TASK TO COMPLETE » Your answer must be every line of the data that holds the string "woman".

TASK INPUT »
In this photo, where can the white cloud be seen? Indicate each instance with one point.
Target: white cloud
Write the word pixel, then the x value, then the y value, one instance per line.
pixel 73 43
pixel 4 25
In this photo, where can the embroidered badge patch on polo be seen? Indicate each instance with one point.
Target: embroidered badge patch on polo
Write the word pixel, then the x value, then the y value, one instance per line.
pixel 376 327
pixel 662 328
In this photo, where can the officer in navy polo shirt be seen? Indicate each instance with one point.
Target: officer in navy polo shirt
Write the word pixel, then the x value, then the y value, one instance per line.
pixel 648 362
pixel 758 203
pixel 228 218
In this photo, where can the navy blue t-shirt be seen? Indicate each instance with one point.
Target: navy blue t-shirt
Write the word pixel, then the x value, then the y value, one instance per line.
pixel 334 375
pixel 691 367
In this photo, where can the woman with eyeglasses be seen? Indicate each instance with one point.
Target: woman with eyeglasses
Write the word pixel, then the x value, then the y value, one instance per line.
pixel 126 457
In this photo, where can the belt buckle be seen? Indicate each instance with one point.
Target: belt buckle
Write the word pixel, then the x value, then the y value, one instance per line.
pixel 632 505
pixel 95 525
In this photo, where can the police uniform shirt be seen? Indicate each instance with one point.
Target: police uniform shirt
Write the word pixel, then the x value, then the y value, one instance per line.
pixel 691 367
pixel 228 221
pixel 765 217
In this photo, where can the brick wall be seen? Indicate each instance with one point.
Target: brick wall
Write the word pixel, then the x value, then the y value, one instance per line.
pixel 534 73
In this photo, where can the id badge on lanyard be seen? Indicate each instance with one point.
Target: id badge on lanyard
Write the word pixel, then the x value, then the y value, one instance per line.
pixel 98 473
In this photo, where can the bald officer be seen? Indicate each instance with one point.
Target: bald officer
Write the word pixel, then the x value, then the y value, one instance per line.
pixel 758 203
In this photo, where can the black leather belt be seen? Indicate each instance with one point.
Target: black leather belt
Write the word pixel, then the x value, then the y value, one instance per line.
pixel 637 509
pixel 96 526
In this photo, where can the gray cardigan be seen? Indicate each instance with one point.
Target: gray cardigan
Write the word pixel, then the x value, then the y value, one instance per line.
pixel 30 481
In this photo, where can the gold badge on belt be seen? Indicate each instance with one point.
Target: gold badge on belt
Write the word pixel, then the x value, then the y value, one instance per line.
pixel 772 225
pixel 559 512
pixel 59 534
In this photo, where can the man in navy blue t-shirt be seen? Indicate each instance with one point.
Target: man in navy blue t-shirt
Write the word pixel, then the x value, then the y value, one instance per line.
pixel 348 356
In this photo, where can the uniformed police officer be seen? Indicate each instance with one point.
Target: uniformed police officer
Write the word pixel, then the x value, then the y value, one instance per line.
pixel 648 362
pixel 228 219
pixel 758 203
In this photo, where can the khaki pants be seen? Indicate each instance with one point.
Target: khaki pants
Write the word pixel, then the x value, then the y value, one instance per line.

SOLUTION TO THE PROBLEM »
In this photo, where can the woman with eyeglasses be seen? Indicate each instance with one point.
Target: woman with eyeglasses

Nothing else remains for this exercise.